* [Given data]
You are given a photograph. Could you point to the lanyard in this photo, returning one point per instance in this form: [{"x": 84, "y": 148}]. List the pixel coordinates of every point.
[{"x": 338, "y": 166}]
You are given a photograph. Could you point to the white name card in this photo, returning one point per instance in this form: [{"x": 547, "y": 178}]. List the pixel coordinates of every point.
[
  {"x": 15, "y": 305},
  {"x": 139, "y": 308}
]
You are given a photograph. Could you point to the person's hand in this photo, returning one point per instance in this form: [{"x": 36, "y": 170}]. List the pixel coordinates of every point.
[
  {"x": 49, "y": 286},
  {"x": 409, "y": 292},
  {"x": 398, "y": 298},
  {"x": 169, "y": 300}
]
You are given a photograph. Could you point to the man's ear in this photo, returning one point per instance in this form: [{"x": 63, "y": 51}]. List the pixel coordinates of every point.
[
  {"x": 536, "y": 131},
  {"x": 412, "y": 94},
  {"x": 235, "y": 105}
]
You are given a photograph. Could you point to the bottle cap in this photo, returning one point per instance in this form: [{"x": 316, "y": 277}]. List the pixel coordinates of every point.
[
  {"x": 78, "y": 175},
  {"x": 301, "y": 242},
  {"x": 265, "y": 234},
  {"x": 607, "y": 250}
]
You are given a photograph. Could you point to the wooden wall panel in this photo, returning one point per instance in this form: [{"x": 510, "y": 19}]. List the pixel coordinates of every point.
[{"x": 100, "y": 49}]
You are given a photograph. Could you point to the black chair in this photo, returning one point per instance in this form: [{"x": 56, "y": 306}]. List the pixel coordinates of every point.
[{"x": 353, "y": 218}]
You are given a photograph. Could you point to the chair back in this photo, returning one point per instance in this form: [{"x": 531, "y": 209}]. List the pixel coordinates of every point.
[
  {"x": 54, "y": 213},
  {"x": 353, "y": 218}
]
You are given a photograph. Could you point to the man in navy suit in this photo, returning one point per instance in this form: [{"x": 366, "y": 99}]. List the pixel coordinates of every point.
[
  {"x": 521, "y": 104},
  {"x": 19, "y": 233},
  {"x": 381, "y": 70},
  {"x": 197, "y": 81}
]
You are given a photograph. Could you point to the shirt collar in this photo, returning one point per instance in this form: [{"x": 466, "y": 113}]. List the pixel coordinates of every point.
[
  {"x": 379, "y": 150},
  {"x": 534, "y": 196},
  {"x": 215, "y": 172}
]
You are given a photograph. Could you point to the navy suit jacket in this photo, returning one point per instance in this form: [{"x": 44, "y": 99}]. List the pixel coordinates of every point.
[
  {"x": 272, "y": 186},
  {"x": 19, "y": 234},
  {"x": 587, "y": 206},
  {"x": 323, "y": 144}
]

* [Task requirements]
Edit the records from the line containing "You are given a photograph. Could you point to the shirt" through the end of the records, changing "navy suit jacket" to "dark blue blazer" and keeping everything else the same.

* [Completed exercise]
You are given a photograph. Could you point to the shirt collar in this photo, returning one point per instance in this form: [{"x": 466, "y": 113}]. List the pixel coordinates of every point.
[
  {"x": 379, "y": 150},
  {"x": 534, "y": 196},
  {"x": 215, "y": 172}
]
You are given a photograph. Could you point to the dark blue blazer in this photo, returning one point per instance in this form: [{"x": 44, "y": 99}]. List the pixel coordinates of every point.
[
  {"x": 272, "y": 186},
  {"x": 19, "y": 234},
  {"x": 587, "y": 206},
  {"x": 323, "y": 144}
]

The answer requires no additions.